Rewrite the records between the line holding "Mark all instances of woman in gray sweater." and the line holding "[228,196,378,308]", inclusive, replacing "tan roller skate" with "beige roller skate" and changing nothing else. Return only those lines.

Start RECORDS FOR THIS TASK

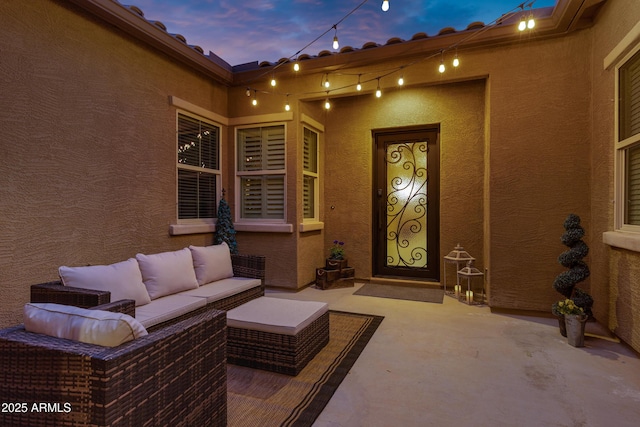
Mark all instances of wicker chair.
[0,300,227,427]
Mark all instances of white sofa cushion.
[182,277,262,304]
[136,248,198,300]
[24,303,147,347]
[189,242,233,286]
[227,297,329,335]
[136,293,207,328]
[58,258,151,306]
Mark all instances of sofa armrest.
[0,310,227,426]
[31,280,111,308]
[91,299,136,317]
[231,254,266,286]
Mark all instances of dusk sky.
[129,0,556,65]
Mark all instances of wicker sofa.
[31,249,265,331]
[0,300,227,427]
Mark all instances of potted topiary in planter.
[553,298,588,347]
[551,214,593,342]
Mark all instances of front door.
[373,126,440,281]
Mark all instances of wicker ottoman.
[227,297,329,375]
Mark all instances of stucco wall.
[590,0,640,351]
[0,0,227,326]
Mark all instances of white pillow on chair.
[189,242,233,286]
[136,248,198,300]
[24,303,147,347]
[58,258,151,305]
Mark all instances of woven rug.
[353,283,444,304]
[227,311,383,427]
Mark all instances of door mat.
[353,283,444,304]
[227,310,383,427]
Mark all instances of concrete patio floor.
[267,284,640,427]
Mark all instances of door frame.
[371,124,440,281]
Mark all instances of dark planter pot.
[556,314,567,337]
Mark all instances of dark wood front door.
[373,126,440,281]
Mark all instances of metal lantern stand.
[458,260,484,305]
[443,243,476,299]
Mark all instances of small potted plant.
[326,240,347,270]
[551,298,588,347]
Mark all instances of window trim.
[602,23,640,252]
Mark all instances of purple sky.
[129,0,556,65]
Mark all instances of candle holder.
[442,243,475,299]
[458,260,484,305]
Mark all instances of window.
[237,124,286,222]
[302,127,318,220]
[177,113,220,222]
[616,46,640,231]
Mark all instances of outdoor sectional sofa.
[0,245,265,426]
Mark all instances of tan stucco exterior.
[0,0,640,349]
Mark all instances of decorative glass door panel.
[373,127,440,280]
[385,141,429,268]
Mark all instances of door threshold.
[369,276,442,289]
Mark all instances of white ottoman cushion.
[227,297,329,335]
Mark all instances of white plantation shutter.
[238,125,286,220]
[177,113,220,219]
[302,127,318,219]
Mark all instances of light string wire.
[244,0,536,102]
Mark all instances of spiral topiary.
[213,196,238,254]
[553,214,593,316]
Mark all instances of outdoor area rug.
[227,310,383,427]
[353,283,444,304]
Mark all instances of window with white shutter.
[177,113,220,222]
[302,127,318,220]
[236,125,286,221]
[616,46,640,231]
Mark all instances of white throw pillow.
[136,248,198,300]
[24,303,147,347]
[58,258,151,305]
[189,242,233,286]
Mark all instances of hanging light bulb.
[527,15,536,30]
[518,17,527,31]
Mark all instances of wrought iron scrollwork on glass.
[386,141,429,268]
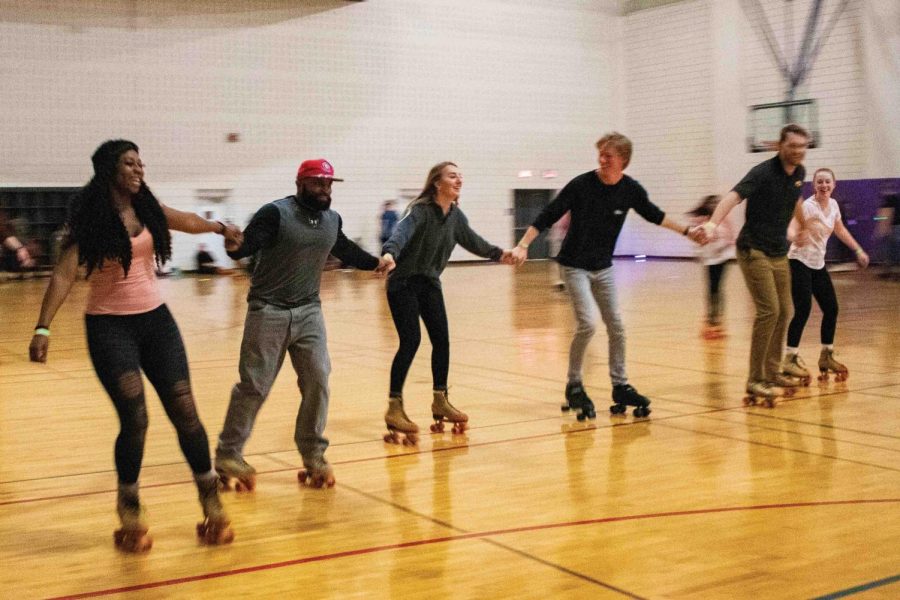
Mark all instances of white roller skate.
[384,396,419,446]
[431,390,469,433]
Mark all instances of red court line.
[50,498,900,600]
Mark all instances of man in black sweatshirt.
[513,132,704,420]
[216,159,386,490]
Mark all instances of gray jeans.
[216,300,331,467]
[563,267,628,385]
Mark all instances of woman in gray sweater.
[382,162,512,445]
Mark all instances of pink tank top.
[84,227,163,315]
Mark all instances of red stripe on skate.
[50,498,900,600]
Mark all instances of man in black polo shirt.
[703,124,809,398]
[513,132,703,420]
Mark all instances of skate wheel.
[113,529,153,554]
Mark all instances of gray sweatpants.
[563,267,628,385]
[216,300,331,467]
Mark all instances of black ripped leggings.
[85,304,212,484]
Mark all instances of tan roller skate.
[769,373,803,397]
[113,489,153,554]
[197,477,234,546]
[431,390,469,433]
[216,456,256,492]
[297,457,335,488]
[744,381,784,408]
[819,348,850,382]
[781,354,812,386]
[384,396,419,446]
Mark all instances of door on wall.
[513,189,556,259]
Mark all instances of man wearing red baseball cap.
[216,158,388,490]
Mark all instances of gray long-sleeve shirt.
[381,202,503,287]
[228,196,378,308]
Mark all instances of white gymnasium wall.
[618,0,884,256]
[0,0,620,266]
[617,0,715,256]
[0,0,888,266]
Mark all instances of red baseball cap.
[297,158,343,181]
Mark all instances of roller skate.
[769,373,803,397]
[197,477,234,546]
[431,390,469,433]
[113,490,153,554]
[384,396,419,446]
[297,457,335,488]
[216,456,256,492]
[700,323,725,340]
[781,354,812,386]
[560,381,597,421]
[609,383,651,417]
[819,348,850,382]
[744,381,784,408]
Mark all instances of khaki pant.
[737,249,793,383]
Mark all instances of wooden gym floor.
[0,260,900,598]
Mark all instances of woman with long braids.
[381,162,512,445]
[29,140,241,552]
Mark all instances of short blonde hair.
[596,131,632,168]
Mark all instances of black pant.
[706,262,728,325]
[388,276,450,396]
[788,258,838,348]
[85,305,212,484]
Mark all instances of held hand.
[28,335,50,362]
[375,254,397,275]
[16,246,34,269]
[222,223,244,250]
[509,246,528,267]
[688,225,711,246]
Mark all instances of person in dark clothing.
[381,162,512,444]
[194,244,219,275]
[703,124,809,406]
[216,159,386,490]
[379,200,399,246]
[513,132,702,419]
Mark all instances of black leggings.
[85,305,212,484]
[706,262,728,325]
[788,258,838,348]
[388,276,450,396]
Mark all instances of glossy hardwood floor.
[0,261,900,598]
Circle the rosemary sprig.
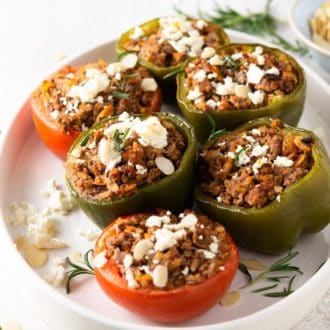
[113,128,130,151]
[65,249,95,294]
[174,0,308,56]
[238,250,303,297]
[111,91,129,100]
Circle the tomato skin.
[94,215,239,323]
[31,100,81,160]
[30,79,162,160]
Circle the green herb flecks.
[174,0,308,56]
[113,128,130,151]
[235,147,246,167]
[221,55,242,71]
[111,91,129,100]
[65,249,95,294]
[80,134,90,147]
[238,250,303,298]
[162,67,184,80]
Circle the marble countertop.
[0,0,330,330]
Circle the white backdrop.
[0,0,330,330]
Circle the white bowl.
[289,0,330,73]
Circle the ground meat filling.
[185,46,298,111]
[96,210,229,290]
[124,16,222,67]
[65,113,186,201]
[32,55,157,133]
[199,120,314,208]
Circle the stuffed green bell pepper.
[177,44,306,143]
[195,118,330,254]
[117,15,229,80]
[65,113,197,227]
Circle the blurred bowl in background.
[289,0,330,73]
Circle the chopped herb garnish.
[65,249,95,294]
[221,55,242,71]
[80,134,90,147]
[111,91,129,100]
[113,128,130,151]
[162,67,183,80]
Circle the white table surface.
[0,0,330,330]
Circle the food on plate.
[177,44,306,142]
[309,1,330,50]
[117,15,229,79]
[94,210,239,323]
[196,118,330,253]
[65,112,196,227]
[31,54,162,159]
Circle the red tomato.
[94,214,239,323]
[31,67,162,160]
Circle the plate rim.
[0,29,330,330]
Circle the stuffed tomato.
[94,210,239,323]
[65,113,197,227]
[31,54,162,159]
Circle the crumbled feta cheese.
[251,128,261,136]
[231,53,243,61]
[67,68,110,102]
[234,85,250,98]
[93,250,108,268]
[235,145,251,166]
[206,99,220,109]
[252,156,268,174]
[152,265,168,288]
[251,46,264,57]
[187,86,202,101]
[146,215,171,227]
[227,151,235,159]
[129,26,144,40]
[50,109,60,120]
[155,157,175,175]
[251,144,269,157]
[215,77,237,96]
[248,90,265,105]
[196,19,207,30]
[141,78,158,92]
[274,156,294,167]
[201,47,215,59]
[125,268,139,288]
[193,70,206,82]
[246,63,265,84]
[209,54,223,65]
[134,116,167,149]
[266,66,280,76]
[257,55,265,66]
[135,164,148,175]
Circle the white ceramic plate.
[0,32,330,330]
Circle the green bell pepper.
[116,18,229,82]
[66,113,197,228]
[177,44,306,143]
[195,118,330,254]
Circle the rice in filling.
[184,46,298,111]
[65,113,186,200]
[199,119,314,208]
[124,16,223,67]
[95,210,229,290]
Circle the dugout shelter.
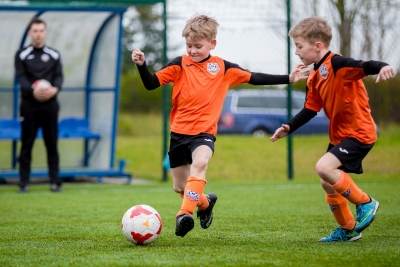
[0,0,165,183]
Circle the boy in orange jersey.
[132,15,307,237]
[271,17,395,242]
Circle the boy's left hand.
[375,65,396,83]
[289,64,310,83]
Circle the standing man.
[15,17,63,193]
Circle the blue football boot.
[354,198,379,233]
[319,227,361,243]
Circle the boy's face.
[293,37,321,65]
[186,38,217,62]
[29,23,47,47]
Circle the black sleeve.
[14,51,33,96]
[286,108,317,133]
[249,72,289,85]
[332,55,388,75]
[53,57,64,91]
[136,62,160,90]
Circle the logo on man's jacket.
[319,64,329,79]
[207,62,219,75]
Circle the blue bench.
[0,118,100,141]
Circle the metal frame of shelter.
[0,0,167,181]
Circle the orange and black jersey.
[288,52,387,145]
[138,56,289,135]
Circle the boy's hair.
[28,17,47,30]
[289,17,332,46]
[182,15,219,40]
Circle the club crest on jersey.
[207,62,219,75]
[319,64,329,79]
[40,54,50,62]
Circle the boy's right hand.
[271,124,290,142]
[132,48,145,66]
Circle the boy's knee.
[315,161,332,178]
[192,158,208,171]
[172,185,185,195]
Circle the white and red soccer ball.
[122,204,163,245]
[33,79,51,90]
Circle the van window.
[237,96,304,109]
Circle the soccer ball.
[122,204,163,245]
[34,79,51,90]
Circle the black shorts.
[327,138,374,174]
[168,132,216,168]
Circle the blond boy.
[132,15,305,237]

End RECORDS FOR THIS TASK
Start RECORDS FOR THIS TASK

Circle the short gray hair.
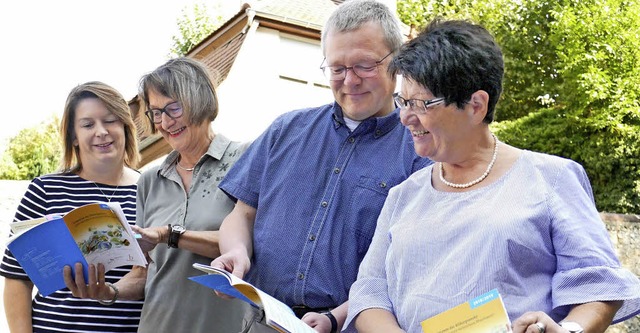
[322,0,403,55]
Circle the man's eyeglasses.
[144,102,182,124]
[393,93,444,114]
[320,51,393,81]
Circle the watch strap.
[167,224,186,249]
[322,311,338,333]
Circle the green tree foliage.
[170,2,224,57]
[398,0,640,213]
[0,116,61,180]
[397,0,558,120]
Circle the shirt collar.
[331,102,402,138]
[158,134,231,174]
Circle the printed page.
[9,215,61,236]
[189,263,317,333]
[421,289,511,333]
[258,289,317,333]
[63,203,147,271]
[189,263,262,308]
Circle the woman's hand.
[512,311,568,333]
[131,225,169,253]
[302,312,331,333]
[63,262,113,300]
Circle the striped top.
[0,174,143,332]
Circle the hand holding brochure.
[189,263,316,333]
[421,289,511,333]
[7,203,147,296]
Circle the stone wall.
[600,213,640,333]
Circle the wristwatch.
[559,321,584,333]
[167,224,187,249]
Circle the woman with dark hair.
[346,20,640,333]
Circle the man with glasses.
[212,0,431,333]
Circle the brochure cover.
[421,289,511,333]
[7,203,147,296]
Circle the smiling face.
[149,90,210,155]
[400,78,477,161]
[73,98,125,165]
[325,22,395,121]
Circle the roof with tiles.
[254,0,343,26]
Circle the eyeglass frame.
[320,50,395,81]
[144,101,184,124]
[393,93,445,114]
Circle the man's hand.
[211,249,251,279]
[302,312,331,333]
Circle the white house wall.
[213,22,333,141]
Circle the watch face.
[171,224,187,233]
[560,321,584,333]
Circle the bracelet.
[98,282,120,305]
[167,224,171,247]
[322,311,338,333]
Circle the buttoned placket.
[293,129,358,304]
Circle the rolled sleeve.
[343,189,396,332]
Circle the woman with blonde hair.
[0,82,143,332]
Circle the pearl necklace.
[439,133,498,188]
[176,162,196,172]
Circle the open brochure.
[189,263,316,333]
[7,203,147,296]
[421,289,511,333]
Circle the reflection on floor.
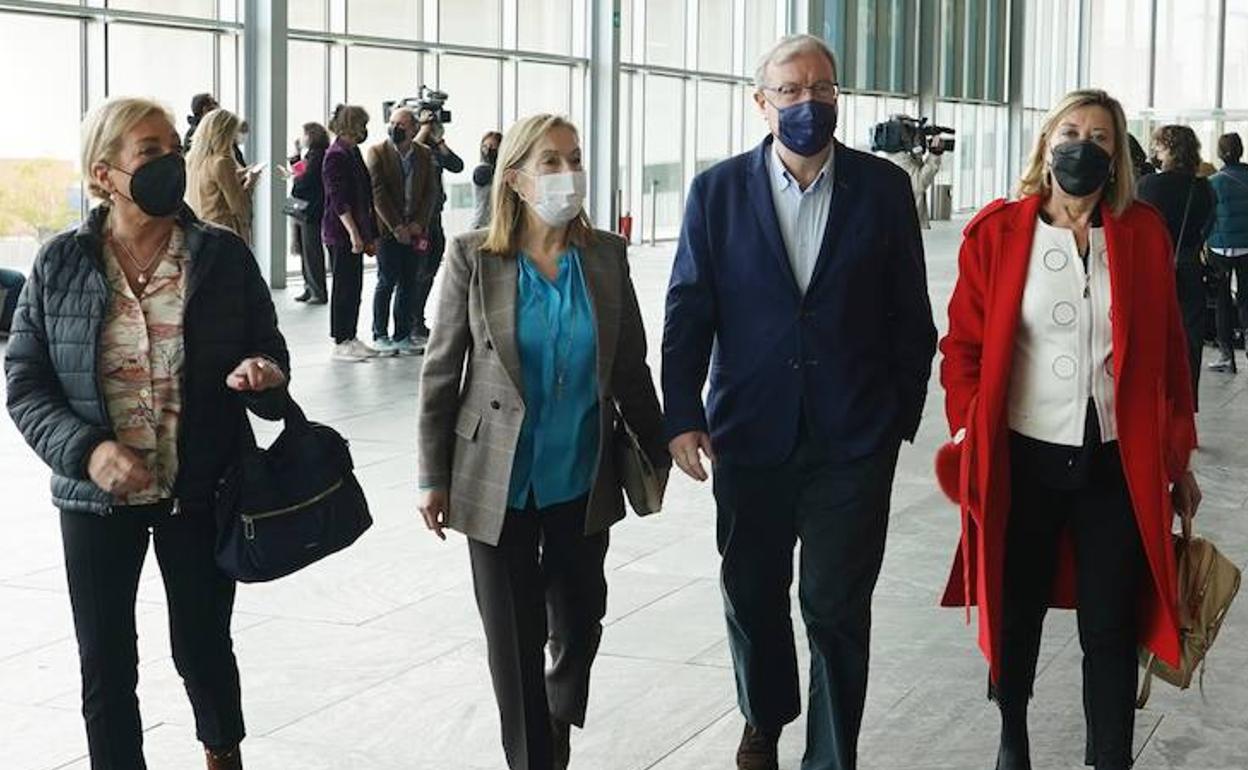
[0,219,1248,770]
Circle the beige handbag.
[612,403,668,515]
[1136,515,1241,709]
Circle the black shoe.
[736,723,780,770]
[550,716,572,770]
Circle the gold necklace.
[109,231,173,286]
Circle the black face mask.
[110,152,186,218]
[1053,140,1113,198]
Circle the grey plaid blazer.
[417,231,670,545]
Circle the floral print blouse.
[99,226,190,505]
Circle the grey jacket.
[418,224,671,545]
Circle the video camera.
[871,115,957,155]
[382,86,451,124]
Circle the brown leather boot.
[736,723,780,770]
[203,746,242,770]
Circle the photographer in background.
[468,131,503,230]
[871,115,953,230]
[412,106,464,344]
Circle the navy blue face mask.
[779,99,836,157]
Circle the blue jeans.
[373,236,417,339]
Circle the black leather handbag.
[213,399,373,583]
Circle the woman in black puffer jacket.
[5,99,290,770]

End RECORDS FOR THIS TASK

**ANSWER BELOW**
Mark all instances of woman in gray sweater.
[382,162,512,445]
Mark all instances of pink tank top.
[84,227,163,315]
Mark all instances of red stripe on skate.
[50,498,900,600]
Mark all instances of man in black polo shirt.
[703,124,809,398]
[513,132,703,420]
Mark all instances of skate wheel.
[113,529,153,554]
Mark all instances of gray sweatpants.
[563,267,628,385]
[216,300,331,467]
Mark all instances of black ripped leggings.
[85,304,212,484]
Mark all instances of beige roller skate.
[769,373,803,397]
[113,489,153,554]
[197,477,234,546]
[431,390,469,433]
[216,456,256,492]
[297,457,335,488]
[744,381,784,408]
[819,348,850,382]
[781,354,812,386]
[384,396,419,446]
Mark all instances of door on wall.
[513,189,556,259]
Mark all instances of man wearing red baseball cap.
[216,158,388,490]
Mark all instances of gray long-sleeve shirt.
[381,202,503,287]
[228,196,378,308]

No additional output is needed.